- **REQUIREMENTS**:
Please recast the rows from the line containing "The component shall return one point per instance of the yarrow" through the final line, both included, as a JSON list of strings with one string per line and no blank lines.

- **SUPPLIED RECORDS**:

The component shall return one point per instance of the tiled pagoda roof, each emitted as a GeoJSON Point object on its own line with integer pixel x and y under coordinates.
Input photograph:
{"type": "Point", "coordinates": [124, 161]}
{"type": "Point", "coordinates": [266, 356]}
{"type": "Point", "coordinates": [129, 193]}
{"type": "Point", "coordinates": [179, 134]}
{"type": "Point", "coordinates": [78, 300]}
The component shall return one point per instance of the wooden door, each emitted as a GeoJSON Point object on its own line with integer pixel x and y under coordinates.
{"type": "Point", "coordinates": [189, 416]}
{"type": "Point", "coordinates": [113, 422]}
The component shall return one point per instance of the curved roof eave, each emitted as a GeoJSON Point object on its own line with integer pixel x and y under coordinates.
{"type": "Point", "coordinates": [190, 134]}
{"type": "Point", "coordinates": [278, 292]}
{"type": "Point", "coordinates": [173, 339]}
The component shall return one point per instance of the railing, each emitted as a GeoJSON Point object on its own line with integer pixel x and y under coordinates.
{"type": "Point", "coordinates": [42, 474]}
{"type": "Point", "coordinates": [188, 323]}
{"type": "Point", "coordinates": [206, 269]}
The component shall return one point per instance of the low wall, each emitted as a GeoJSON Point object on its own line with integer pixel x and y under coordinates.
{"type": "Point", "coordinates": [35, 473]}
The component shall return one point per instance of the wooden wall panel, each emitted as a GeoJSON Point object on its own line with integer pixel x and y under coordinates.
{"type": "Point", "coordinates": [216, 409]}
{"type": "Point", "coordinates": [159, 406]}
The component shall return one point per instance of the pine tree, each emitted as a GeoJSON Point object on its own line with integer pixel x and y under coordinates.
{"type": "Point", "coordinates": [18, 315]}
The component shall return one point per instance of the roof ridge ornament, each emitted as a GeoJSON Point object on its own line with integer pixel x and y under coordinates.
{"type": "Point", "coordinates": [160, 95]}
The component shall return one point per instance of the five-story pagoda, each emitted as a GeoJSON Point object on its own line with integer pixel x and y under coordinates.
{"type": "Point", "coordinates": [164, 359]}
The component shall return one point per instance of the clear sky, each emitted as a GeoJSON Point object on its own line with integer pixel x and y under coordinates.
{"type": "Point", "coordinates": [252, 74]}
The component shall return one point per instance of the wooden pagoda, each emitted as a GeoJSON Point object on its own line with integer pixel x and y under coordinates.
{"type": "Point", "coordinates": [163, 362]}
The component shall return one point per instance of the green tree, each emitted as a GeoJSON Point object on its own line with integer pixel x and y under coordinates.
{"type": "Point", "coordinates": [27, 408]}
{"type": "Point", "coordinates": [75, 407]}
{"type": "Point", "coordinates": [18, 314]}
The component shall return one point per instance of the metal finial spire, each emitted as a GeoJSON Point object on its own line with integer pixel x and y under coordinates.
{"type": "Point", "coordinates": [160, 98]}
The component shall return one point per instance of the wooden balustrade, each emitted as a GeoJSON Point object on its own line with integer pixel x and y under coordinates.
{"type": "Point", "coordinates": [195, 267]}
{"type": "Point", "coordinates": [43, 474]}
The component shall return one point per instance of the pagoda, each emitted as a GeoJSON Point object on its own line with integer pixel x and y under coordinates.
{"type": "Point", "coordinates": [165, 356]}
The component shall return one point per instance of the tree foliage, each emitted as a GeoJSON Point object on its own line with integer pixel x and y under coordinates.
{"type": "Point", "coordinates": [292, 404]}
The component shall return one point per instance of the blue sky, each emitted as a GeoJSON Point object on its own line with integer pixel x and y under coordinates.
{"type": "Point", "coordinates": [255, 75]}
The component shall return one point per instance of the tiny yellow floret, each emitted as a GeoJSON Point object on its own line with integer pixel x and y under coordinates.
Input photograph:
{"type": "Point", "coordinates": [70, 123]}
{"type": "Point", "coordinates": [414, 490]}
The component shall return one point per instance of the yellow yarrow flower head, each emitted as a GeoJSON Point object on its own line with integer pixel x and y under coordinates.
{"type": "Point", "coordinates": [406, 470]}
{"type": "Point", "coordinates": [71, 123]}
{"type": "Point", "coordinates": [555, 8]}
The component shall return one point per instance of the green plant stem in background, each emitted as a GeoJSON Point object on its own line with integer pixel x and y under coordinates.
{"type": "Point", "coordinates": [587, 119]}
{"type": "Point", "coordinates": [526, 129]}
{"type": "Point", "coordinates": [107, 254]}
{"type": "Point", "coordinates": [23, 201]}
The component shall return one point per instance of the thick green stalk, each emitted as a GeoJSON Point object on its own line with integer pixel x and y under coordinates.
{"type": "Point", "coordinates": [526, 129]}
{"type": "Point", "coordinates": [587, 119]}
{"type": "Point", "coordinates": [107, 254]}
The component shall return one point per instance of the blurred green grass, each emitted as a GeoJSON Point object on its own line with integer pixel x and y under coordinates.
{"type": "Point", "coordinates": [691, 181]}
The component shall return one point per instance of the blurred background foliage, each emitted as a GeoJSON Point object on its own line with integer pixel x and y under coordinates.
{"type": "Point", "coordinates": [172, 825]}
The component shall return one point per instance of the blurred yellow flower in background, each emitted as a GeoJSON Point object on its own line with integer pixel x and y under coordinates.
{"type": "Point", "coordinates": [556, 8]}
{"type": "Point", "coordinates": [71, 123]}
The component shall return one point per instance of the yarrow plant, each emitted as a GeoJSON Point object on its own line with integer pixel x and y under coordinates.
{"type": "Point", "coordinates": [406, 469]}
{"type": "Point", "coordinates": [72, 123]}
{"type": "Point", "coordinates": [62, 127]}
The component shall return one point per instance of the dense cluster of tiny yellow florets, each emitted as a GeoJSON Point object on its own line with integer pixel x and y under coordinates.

- **COMPLETED EXERCISE**:
[
  "The component shall return one point per instance of the yarrow plant, each emitted as a GeoJSON Point object on its own line with integer pixel x and y under coordinates.",
  "{\"type\": \"Point\", \"coordinates\": [406, 469]}",
  "{\"type\": \"Point\", \"coordinates\": [72, 123]}",
  "{\"type\": \"Point\", \"coordinates\": [62, 127]}",
  "The component shall return one point per instance of the dense cluster of tiny yellow florets, each emitted as a GeoJSON Point object on its own line with integer pixel x and y under coordinates."
]